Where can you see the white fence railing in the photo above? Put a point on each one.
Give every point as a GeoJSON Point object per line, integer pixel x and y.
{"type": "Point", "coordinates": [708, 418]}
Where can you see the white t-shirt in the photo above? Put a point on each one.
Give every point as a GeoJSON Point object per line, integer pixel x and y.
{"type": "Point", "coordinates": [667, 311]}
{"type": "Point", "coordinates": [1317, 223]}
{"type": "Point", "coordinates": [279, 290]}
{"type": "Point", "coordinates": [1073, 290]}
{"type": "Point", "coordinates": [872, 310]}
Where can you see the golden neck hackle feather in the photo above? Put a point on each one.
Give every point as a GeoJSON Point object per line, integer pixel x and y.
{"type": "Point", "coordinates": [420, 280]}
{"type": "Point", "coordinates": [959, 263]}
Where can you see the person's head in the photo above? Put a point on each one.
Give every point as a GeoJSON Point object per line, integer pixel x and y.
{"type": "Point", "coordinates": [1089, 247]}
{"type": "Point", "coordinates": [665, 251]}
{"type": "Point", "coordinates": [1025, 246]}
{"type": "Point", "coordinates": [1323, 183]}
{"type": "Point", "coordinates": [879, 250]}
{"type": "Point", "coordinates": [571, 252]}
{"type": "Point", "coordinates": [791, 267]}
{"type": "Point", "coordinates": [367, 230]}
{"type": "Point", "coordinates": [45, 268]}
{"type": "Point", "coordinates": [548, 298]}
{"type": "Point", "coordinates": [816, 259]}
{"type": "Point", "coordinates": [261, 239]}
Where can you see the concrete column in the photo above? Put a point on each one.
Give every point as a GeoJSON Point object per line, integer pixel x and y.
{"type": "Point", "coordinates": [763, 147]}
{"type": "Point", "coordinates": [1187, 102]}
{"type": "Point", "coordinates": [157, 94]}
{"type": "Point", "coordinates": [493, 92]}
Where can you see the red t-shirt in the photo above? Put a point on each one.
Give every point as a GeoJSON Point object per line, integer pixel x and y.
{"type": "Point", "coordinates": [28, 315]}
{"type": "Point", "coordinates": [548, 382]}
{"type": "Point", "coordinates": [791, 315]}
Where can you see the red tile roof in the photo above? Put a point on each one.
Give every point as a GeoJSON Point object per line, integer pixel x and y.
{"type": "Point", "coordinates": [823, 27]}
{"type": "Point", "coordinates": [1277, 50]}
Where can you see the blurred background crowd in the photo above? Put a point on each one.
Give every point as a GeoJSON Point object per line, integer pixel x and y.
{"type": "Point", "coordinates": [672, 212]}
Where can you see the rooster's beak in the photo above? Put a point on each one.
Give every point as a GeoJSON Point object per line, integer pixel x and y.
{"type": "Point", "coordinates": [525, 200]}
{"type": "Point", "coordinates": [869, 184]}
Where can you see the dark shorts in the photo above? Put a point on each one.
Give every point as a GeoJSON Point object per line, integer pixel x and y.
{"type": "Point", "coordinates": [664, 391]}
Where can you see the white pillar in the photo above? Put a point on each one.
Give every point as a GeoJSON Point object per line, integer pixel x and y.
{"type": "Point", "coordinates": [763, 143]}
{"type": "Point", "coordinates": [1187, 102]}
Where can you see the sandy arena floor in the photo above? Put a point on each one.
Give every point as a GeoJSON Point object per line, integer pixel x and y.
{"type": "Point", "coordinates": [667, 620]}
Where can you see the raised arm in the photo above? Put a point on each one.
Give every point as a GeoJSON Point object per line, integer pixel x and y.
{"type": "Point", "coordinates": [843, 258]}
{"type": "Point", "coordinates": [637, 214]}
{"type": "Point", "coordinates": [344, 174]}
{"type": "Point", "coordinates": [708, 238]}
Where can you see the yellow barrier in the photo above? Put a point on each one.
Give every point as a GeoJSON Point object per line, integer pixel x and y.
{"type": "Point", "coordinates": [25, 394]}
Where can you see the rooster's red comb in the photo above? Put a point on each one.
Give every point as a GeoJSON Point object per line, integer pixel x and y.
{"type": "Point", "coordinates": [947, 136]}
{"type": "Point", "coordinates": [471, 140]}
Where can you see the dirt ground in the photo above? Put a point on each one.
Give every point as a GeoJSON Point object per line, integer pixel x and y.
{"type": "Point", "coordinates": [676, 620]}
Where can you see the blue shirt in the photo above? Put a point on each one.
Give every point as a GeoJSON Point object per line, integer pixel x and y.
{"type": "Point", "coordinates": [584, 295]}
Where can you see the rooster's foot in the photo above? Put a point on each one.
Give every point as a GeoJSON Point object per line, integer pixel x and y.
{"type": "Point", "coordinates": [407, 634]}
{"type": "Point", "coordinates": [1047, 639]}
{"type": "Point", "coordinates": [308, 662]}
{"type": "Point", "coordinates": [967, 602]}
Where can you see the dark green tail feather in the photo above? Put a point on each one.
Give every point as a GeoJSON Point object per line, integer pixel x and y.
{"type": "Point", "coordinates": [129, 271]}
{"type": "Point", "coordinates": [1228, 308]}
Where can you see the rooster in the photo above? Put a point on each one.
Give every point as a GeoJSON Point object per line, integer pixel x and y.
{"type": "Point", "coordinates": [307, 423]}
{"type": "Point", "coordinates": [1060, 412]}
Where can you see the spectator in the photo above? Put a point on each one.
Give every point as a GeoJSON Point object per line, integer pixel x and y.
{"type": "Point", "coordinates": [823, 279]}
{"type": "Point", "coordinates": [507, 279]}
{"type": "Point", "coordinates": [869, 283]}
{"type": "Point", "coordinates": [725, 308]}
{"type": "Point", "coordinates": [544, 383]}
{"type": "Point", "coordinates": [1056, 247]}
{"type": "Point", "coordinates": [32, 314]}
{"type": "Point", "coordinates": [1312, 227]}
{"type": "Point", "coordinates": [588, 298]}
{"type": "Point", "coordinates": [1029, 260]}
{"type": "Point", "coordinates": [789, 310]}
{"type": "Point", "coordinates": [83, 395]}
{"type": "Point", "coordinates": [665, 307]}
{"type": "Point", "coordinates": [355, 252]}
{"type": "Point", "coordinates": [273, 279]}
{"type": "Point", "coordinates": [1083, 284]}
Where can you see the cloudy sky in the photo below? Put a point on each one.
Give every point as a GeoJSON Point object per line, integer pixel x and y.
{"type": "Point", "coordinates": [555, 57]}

--*--

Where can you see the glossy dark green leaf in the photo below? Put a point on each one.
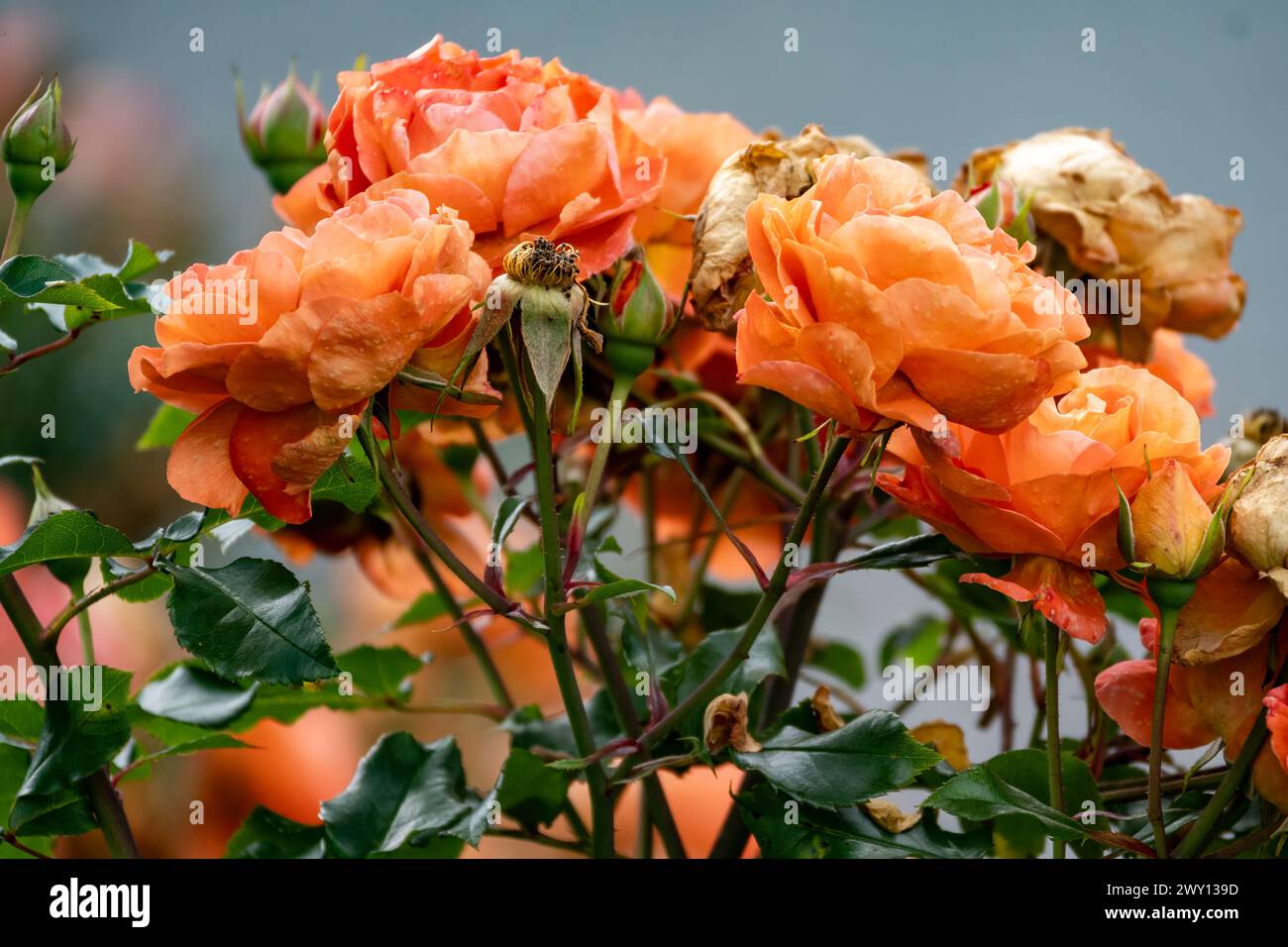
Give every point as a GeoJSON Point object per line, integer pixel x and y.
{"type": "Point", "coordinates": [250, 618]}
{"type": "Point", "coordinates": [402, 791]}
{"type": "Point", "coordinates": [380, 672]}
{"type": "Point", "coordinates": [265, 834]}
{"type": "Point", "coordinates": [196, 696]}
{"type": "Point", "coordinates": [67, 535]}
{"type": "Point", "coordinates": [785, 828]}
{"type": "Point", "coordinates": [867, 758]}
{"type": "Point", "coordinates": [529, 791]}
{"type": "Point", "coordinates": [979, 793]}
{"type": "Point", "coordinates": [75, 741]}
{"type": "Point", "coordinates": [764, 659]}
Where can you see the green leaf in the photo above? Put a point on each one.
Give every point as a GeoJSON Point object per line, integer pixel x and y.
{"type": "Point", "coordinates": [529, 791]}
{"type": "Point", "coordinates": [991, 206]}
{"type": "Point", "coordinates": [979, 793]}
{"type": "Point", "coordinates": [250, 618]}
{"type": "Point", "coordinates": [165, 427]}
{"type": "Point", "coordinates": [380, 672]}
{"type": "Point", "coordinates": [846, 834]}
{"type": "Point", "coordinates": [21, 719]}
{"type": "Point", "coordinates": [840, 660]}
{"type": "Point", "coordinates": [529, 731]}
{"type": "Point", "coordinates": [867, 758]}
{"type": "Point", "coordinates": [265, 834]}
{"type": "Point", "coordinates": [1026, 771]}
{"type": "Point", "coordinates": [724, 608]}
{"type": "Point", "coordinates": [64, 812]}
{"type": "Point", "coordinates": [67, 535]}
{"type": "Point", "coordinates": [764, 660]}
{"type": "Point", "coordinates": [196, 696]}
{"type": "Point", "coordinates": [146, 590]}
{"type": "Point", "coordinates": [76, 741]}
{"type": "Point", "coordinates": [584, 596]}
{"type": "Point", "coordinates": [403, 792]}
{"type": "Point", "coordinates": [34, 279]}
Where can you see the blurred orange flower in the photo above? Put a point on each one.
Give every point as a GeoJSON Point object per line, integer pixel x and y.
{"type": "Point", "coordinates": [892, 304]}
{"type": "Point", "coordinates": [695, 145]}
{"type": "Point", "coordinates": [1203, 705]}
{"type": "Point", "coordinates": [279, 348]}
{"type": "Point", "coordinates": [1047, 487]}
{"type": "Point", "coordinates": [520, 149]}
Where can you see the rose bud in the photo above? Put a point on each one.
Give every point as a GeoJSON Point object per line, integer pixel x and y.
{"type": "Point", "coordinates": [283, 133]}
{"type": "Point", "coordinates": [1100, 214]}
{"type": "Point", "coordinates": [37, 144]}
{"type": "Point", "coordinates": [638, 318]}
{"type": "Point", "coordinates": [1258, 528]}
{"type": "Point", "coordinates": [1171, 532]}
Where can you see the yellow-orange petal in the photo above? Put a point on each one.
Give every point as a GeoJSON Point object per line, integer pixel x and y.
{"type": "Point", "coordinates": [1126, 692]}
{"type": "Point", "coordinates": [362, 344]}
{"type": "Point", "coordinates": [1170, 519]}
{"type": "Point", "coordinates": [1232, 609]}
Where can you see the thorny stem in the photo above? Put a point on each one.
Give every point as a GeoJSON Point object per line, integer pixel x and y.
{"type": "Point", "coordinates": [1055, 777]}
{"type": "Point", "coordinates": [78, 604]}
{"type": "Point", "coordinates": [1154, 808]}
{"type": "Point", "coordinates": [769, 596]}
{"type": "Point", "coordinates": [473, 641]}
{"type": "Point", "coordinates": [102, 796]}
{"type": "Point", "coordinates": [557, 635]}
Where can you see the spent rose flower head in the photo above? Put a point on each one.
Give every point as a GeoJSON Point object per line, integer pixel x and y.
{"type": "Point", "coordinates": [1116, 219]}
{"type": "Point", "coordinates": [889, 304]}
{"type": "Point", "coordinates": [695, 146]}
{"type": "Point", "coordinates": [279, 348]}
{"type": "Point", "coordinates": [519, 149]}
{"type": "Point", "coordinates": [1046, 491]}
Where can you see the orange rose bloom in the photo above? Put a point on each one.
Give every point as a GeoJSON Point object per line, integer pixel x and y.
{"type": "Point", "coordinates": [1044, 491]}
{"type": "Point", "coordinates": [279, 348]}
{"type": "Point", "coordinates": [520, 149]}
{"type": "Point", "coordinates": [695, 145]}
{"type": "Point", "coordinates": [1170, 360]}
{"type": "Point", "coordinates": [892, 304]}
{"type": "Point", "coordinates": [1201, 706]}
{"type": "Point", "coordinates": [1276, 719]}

--*--

**SHORT PROBLEM**
Report every line of the items above that contains the word "rose", matching case exactly.

**ANSWER BELOW**
Where can you see the rose bud in the photo above? Put a point on each one.
Where can you see the spent rose flower head in the photo above? Put a point on each one.
Where can you see the orange rose bloom in the photo above? Put a point on each one.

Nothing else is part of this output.